#### Task to carry out
Show every line in the items below that contains the word "appear", copying each such line in full.

#### Records supplied
------------------------------

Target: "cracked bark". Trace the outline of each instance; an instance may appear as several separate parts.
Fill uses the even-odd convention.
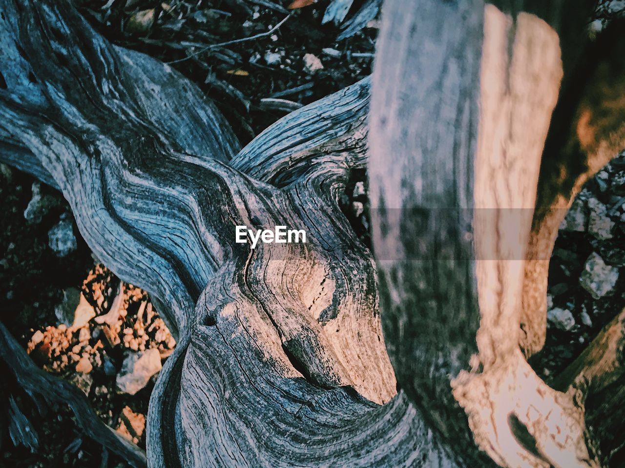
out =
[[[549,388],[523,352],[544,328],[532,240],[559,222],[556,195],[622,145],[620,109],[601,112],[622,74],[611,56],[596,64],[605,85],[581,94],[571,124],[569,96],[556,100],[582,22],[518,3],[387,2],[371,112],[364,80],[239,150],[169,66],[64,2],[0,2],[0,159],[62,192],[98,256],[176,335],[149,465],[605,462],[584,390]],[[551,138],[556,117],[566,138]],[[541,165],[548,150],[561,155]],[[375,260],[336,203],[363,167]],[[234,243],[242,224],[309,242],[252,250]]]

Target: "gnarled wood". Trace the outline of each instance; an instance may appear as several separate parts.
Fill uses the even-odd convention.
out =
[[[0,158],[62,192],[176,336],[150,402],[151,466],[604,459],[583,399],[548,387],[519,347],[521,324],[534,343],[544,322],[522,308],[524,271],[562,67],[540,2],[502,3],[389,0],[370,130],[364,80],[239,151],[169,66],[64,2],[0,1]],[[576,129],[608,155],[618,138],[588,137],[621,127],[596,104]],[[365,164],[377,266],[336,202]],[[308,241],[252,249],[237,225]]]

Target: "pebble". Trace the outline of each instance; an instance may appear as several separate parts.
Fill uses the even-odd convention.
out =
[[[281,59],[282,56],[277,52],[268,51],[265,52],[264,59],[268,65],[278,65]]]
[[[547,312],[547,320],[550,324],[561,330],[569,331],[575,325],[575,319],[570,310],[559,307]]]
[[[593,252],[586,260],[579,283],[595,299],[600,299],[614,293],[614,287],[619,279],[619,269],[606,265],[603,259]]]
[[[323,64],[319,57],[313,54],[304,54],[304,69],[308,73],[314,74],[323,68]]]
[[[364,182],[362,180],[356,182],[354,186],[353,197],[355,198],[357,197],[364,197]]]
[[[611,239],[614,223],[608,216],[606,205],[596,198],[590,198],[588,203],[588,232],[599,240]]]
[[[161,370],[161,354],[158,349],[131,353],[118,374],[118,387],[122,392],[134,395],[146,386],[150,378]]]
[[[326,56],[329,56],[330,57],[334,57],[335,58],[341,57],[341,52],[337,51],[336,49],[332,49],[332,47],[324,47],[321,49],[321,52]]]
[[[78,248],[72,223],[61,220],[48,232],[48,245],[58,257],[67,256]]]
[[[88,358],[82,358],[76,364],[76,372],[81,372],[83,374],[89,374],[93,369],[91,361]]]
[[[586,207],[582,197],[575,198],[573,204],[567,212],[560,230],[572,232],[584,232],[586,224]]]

------------------------------

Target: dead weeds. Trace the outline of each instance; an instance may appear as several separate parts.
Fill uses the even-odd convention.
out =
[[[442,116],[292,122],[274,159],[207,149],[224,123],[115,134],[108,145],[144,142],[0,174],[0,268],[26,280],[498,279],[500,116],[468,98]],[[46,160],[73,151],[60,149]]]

------------------------------

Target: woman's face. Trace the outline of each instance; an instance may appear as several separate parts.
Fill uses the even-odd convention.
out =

------------------------------

#### Exercise response
Target: "cracked bark". Trace the outline of each instance; an instance may appear as several separate parts.
Target: "gnarled wood". Trace the outline of each instance; an instance may appear as several separate parts.
Target: "pebble". Trace the outline of each instance; an instance may appear as several separate parts.
Target: dead weeds. Trace the outline of each instance; an instance may appear as several separate parts.
Target: woman's face. Trace the outline of each instance; an instance may appear as several separate parts.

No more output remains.